# [CONSIGNE A]
Repérez et recopiez chaque ligne des enregistrements qui contient la chaîne « each », en tenant compte de la casse.

# [TEXTE CITÉ]
Le 17 octobre 2024, les trois associations de parents d’élèves (FCPE, Peep, Alpec) du collège du Bois-d’Aulne à Conflans Saint-Honorine ont publié une lettre ouverte, disponible sur le site de la FCPE du 78 et adressée au DASEN des Yvelines, au maire de Conflans et à la principale du collège. Elles reviennent sur les conditions ayant présidé au changement de nom du collège qui devrait bientôt s’appeler Samuel Paty, à la mémoire de notre collègue d’histoire-géographie assassiné le 16 octobre 2020 pour un cours sur la liberté d’expression.
L’expression d’un mécontentement sur la procédure accompagnant le changement de nom
La lettre, que nous joignons en PJ, fait suite au conseil d’administration du collège, tenu le 23 septembre dernier.

# [CONSIGNE B]
Pour chaque affirmation, dites par oui ou non si elle concorde avec le texte sur le changement de nom du collège, en citant mot pour mot le passage qui tranche. (i) La lettre ouverte a été publiée le 17 octobre 2024. (ii) La lettre est adressée au recteur de l’académie. (iii) Le conseil d’administration du collège s’est tenu le 23 septembre.

# [DONNÉES AFFICHÉES]
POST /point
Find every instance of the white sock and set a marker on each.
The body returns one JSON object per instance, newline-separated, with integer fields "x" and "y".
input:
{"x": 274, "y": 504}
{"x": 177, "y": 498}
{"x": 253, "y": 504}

...

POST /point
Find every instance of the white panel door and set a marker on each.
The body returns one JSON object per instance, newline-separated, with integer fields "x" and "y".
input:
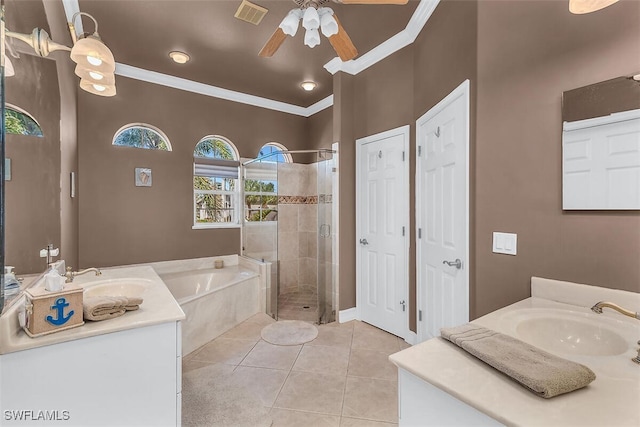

# [RÉPONSE COMPLÈTE A]
Find every instance of the white sock and set a marker on each.
Find every instance of the white panel door and set a marker on each.

# [RÉPONSE COMPLÈTE B]
(i) Oui : « Le 17 octobre 2024, les trois associations de parents d’élèves (FCPE, Peep, Alpec) du collège du Bois-d’Aulne à Conflans Saint-Honorine ont publié une lettre ouverte »
(ii) Non : « adressée au DASEN des Yvelines, au maire de Conflans et à la principale du collège »
(iii) Oui : « tenu le 23 septembre dernier »